§ Problem to solve
Present the lines below as a Markdown table with the columns Row and Line, numbering each row and skipping any blank lines. Keep the pictures out of the table.

Stored items
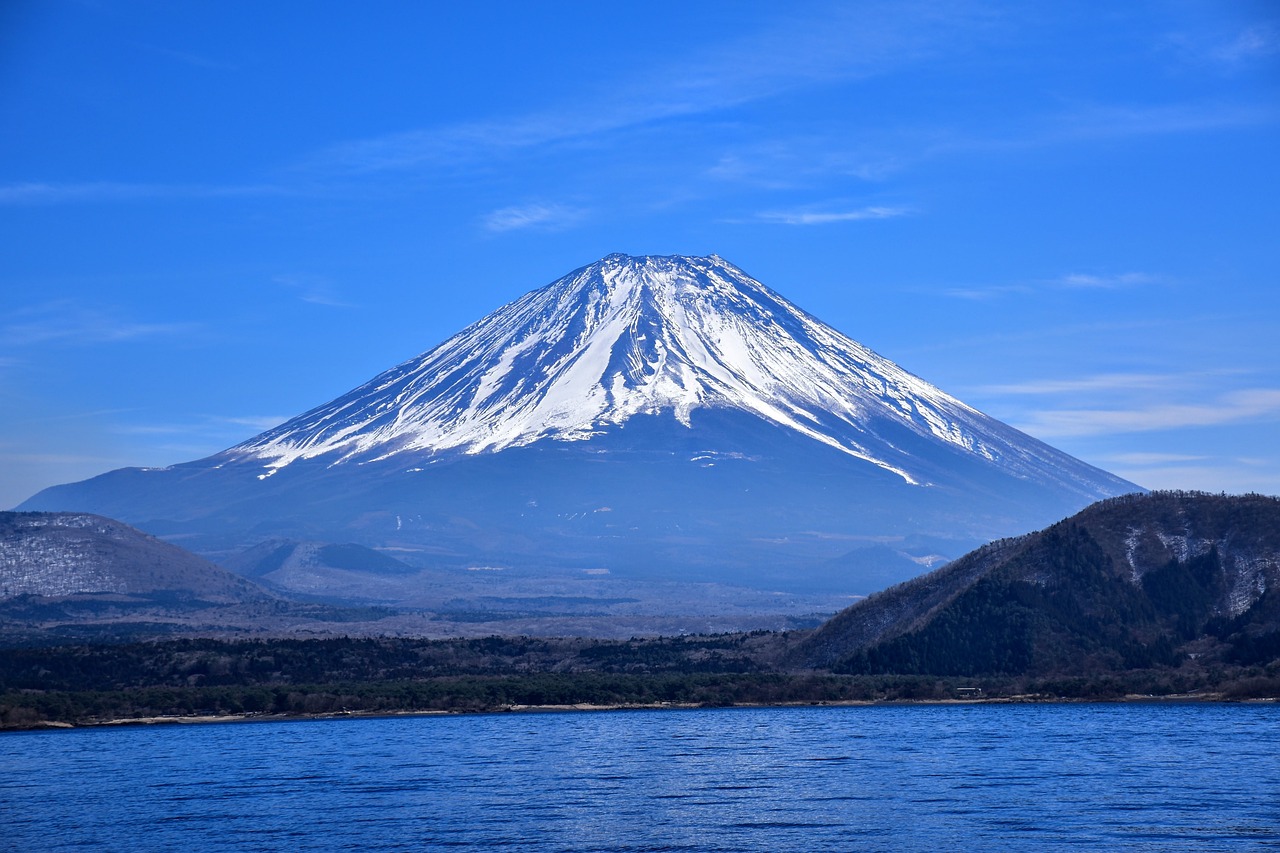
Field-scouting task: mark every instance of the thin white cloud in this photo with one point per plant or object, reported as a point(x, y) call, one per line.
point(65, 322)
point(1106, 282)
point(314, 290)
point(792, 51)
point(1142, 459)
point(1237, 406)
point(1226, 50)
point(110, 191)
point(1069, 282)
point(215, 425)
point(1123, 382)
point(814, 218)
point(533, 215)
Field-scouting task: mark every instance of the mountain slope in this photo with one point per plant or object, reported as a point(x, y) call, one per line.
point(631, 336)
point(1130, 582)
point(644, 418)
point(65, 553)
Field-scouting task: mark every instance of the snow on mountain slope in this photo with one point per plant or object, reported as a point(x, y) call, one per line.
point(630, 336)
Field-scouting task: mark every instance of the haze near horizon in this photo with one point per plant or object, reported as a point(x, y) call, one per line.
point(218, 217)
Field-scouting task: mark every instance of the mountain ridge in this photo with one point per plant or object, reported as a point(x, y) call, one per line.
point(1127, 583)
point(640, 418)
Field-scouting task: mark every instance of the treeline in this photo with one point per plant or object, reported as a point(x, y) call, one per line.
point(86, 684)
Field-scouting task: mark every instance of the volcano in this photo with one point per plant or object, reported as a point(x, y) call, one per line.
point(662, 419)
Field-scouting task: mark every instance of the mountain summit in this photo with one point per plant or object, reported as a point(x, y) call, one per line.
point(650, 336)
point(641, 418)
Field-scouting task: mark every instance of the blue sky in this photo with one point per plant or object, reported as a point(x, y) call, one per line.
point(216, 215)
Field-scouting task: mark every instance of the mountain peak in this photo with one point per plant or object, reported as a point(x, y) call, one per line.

§ Exercise solution
| Row | Line |
|---|---|
| 1 | Field-scouting task: mark every instance of the thin white cloud in this photo with one point per plant or object, reported as a point(x, y) call, one per line. |
| 2 | point(65, 322) |
| 3 | point(1106, 282) |
| 4 | point(314, 290) |
| 5 | point(792, 51) |
| 6 | point(1142, 459) |
| 7 | point(1237, 406) |
| 8 | point(1226, 50) |
| 9 | point(110, 191) |
| 10 | point(1069, 282) |
| 11 | point(215, 425) |
| 12 | point(1123, 382) |
| 13 | point(814, 218) |
| 14 | point(533, 215) |
| 15 | Field-scouting task: mark every instance of the mountain slope in this photo with one point per plant or object, reported as a point(x, y) call, one per line. |
| 16 | point(631, 336) |
| 17 | point(1130, 582) |
| 18 | point(644, 418) |
| 19 | point(65, 553) |
| 20 | Field-scouting task: mark every instance of the snow on mountain slope in this photo with one point per plant or object, reported as a point(x, y) call, one per line. |
| 21 | point(630, 336) |
| 22 | Field-scouting task: mark every instance of the haze near horizon in this photo with one point per plant or object, reported as a point(x, y) call, one per line. |
| 23 | point(218, 217) |
| 24 | Field-scouting task: mark every instance of the mountain ridge in this photo with one point per plant or object, reported as a point(x, y) call, one per line. |
| 25 | point(1127, 583) |
| 26 | point(640, 418) |
| 27 | Field-scouting task: mark every instance of the treeline in this photo with one point per plant or object, reported as a point(x, y) call, one per line. |
| 28 | point(86, 684) |
| 29 | Field-scouting task: mark every instance of the volcano in this photo with one point per plant or object, reported as a point(x, y) call, one per line. |
| 30 | point(662, 419) |
| 31 | Field-scouting task: mark every instance of the mountain summit in this photo with one point per plant or object, reported as a point(x, y) call, one per line. |
| 32 | point(650, 336) |
| 33 | point(641, 418) |
| 34 | Field-scouting task: mark every instance of the blue sky in this photo with one point per plant or object, reported as a point(x, y) call, one per line. |
| 35 | point(216, 215) |
| 36 | Field-scouting task: mark every instance of the mountain peak in this photo with one point per plant or object, reported as a point(x, y) call, one per line. |